> _JOBS_
**a)** Using the text on repetitive URL parameters, answer each question in one short line:
(i) What example URL does it give for repeating parameters whose values differ?
(ii) What does its operating instruction suggest checking for?
(iii) Apart from possible information loss, what kind of URLs does it say repetitive parameters create?
**b)** Continue the text on repetitive URL parameters, picking up right after its final sentence.

> _TEXT PROVIDED_
While repetitive parameters do not make a URL invalid, software might handle this kind of URLs in different ways, depending on implementation. Sometimes repetitive parameters are consolidated by name. This might lead to a loss of the information if values differ. If values do not differ, it might be safe to consolidate parameters by name.

Repetitive parameters also create unnecessarily long URLs and might indicate an issue with the software that generates the GET-parameters.

Operating Instruction

We suggest to check for reasons that might cause repetitive usage of GET-parameters and fix it to avoid unexpected behaviour of software parsing or handling the URL.

URL has repetitive parameters in query, values differ

Description

If the URL contains repeating parameters in query, and the values are different, like ?a=1&a=2, it triggers this hint. Use this report to identify all occurences of directly linked URLs with repetitive query parameters that have differing values.

Example
http://example.com/foo/?a=1&a=2
Importance

While repetitive parameters do not make a URL invalid, software might handle this kind of URLs in different ways, depending on implementation. If repetitive parameters with differing values are consolidated by name, this leads to a loss of the information. If the values differ for repetitive parameters, it might also indicate a problem with the logic of the software that generates the URLs.

Entries for bounding box labeling:
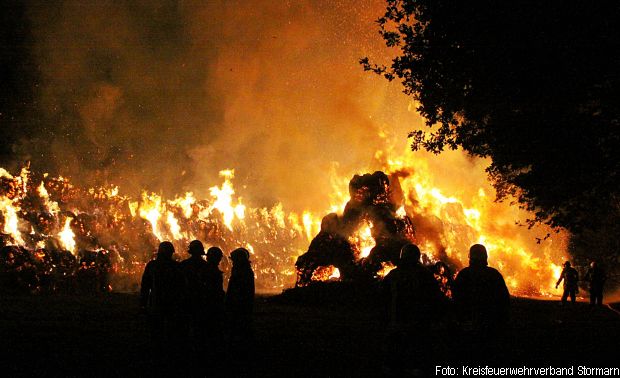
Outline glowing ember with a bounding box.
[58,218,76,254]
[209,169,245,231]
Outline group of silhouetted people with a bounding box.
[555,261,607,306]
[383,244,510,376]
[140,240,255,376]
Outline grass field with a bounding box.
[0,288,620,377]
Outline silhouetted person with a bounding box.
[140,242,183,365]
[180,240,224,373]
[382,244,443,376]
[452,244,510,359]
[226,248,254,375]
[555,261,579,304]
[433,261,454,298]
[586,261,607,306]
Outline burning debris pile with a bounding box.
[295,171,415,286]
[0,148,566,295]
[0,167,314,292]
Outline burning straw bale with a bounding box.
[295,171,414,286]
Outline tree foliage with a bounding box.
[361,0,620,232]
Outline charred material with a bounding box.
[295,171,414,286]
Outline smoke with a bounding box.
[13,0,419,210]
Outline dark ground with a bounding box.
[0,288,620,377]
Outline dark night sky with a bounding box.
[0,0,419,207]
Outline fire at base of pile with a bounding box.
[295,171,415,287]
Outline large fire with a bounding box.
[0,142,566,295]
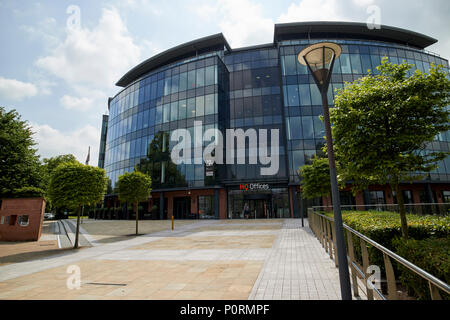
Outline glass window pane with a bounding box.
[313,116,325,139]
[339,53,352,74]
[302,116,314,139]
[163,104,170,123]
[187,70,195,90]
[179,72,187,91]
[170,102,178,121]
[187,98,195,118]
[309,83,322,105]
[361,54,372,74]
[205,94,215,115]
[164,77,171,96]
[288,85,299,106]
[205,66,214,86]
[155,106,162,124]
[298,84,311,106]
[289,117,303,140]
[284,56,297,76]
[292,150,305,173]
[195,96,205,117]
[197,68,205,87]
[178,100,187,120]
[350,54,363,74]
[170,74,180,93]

...

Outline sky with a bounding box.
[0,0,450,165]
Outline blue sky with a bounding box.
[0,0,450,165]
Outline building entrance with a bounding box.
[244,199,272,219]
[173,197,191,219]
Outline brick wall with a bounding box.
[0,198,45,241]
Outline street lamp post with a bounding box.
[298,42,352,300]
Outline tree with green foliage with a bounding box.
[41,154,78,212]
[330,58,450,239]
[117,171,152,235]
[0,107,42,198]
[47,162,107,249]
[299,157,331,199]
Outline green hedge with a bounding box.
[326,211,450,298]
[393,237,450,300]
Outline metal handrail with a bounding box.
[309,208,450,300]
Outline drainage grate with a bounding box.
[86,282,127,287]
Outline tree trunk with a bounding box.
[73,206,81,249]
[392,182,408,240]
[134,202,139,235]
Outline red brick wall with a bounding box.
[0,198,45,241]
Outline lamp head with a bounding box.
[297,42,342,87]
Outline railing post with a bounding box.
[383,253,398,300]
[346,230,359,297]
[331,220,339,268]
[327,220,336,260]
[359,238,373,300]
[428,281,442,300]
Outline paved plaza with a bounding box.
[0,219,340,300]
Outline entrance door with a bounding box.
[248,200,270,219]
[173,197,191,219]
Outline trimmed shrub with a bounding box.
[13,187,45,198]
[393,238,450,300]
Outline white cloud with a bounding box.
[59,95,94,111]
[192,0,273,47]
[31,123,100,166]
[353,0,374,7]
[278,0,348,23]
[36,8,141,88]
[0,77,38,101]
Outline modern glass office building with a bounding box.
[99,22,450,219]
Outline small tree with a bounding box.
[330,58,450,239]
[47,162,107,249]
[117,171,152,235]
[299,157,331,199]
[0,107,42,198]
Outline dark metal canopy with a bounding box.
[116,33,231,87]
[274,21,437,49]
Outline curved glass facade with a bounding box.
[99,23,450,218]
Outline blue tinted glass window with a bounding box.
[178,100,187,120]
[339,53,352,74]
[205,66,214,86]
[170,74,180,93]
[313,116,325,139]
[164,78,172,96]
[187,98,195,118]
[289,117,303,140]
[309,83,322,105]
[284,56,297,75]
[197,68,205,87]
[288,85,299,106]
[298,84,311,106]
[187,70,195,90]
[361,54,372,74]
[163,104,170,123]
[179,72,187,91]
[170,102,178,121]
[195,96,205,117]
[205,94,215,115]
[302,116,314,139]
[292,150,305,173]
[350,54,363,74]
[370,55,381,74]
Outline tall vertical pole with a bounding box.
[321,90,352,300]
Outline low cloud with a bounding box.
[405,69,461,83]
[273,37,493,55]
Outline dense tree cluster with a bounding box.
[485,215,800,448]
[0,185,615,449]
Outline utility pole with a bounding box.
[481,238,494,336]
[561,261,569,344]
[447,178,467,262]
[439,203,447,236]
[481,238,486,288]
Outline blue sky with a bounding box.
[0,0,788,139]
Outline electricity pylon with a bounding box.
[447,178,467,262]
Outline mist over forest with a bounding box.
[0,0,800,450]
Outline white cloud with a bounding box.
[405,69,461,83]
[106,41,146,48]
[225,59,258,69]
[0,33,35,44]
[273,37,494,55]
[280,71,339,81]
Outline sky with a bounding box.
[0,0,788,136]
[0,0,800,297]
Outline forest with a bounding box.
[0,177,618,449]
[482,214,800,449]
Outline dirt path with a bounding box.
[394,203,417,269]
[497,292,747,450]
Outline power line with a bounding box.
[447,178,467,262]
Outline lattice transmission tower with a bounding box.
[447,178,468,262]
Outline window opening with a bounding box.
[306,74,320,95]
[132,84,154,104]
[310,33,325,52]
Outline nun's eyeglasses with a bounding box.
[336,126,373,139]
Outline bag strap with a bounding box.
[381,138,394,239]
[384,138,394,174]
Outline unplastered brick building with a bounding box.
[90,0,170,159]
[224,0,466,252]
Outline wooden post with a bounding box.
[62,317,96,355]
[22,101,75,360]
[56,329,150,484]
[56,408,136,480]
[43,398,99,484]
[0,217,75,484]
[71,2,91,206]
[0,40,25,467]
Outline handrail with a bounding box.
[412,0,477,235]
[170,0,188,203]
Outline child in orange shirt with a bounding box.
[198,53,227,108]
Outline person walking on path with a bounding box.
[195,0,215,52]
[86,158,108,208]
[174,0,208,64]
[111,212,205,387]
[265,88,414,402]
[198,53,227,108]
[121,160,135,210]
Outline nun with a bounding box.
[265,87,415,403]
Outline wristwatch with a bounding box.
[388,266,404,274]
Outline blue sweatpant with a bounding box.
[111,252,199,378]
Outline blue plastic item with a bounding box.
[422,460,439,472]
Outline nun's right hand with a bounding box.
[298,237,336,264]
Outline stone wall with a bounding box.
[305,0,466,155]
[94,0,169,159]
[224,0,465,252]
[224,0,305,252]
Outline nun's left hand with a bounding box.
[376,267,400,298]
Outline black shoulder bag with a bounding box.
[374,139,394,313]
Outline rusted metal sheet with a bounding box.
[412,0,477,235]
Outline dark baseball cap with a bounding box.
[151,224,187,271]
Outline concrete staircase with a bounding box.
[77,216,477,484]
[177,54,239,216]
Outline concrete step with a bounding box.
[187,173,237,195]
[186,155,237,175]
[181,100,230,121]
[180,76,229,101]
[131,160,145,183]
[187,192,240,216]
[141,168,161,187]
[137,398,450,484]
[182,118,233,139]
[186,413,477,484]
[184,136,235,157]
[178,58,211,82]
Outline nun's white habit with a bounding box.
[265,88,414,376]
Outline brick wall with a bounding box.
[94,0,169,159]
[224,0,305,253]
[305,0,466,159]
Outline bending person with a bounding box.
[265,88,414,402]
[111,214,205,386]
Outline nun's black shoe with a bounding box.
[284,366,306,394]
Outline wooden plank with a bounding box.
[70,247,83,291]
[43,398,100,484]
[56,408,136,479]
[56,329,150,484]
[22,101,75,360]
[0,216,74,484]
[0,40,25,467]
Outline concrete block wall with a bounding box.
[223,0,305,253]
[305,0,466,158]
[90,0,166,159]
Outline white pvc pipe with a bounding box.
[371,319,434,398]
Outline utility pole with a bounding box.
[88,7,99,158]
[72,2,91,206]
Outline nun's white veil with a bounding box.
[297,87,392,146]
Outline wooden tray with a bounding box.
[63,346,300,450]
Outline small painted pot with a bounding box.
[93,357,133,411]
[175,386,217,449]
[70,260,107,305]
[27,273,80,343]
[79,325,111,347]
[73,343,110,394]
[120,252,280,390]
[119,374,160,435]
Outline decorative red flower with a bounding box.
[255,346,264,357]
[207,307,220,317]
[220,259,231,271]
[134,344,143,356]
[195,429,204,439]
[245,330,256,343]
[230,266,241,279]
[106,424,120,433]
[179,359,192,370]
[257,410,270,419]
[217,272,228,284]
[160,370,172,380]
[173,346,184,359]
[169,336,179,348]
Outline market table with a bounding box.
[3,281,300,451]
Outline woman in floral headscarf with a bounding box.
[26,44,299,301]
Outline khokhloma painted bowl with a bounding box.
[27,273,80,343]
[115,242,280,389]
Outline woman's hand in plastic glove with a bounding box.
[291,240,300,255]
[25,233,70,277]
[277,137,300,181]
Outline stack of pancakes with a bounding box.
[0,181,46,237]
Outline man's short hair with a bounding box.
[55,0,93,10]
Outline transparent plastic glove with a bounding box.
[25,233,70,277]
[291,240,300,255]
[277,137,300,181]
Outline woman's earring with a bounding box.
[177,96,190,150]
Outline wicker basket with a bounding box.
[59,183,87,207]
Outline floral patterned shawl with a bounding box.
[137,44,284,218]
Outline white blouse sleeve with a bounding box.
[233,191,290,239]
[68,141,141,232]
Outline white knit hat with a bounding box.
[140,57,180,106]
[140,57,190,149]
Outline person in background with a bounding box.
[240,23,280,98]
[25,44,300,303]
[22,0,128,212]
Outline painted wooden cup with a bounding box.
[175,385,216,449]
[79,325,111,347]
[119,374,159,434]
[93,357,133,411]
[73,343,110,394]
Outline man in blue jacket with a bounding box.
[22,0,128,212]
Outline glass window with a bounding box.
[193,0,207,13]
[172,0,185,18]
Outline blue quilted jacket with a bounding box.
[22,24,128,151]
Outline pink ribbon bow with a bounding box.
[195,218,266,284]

> _RESULTS_
**a)**
(i) http://example.com/foo/?a=1&a=2
(ii) Reasons that might cause repetitive usage of GET-parameters, which should then be fixed.
(iii) Unnecessarily long URLs.

**b)**
Repetitive parameters create unnecessarily long URLs and might indicate issues with the software that generates the GET-parameters.

Operating Instruction

We suggest to check for reasons that might cause the usage of repetitive parameters with different values and fix the underlying issues.

URL too long for some browsers

Description

If a URL longer than 2000 characters is encountered, it is flagged with this hint.

Example

Long URLs are often generated dynamically in scenarios like:

  • a form posts data from input fields or a textarea via GET-method to the form action URL
  • GET-parameters from complex filter combinations in faceted search
Importance

Long URLs might cause problems.

Some browsers are unable to handle URLs of this length. Some web applications might not be able to resolve the URLs and/or shorten them automatically, causing issues with access to these URLs.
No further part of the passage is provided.